Alexander’s aim is to strike at the heart of the Persian empire and ultimately conquer the entire East. He crosses the Hellespont into Asia and at Troy sacrifices to Athena, goddess of wisdom, and honors the memories of the heroes buried there.

The Persian advance guard is encamped on the further bank of the Granicus river. Except for a few hand-picked soldiers and a body of Greek mercenaries, the Persian king depends upon oriental recruits, large in number but weak in fighting power. Alexander crosses the river on horseback and is met by a shower of arrows. He charges, horse against horse with his raised lance. While the horsemen are thus engaged, the Macedonian phalanx crosses the river. The Persians take fright and flee leaving the high roads of Asia Minor open to the young Macedonian conqueror.

News of this military disaster reaches Darius. At the head of a large force he marches toward Cilicia to engage Alexander in battle. Their armies meet at Issus (near modern Alexandretta) in October 333. Alexander fights in the foremost ranks while his army closes in on the Persians, putting them to flight. Darius narrowly escapes, leaving behind his queen, his daughters and court officials.

Now the gates of the Near East lay open before Alexander. However he does not pursue Darius. It is of strategic importance for Alexander to control the naval bases from which the Persian fleet operates. So he marches instead on to Phoenicia.

Eye witness accounts of the daring exploits of Alexander unfortunately do not exist. What we know about him comes from secondary sources. Arrian (first century B.C.) refers to the works of Ptolemy, a general of Alexander, and Aristobolus, whose writings are lost. Diodorus Siculus (first century B.C.) and Quintus Curtius (first century A.D.) no doubt had access to earlier histories that have been destroyed.

Surprisingly enough, very few likenesses of the young Macedonian conqueror have come down to us. Plutarch (4.1) records that the finest statues of Alexander were made by Lysippus for he was the only sculptor tolerated by the young man. Even the inclination of Alexander’s head a little on one side towards his left shoulder was reproduced in marble and was imitated afterwards by the generals who succeed him in an effort to emulate him. Coins minted during Alexander’s reign have on the obverse the head of the god Heracles wearing the lion skin. Portraits of Alexander only appear later on the third century B.C. coins of Lysimachus, king of Thrace. Here Alexander appears as a god wearing the sacred horns of Ammon.

As Alexander moves down the coast, the Phoenician cities are panic-stricken. The Persian fleet is manned by Phoenician crews and the kings of the Phoenician cities are at the time at sea with the fleet.

Independent of each other, each city adopts a position that suits it best. Aradus (Ruad) is the most northern of the Phoenician city states. The king’s son Straton, according to Arrian (2.13.7-8), hastens to welcome him and lays on his head a golden crown. He yields to Alexander the island of Aradus and Marathus, a great and prosperous city which lies opposite on the mainland (modern Tartous).

Byblos (Gebal) surrenders without resistance. The king ruling at the time is called Ayinel. He is away sailing with the Persian fleet. Alexander leaves Byblos behind him and marches on to Sidon.

Sidon was dealt a severe blow in 351 when Artaxerxes took the city. Many Sidonians perished in the flames and the memory of this disaster lives on. The city is ruled at the time by a puppet of the Persians and Alexander is determined to get rid of him.

DATASET SECTION:
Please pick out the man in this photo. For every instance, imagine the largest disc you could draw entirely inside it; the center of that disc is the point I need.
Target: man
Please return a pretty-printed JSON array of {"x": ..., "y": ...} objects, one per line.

PROBLEM TO SOLVE: According to the passage on Alexander's campaign, where did his army and that of Darius meet in October 333?

EXERCISE RESPONSE: At Issus, near modern Alexandretta.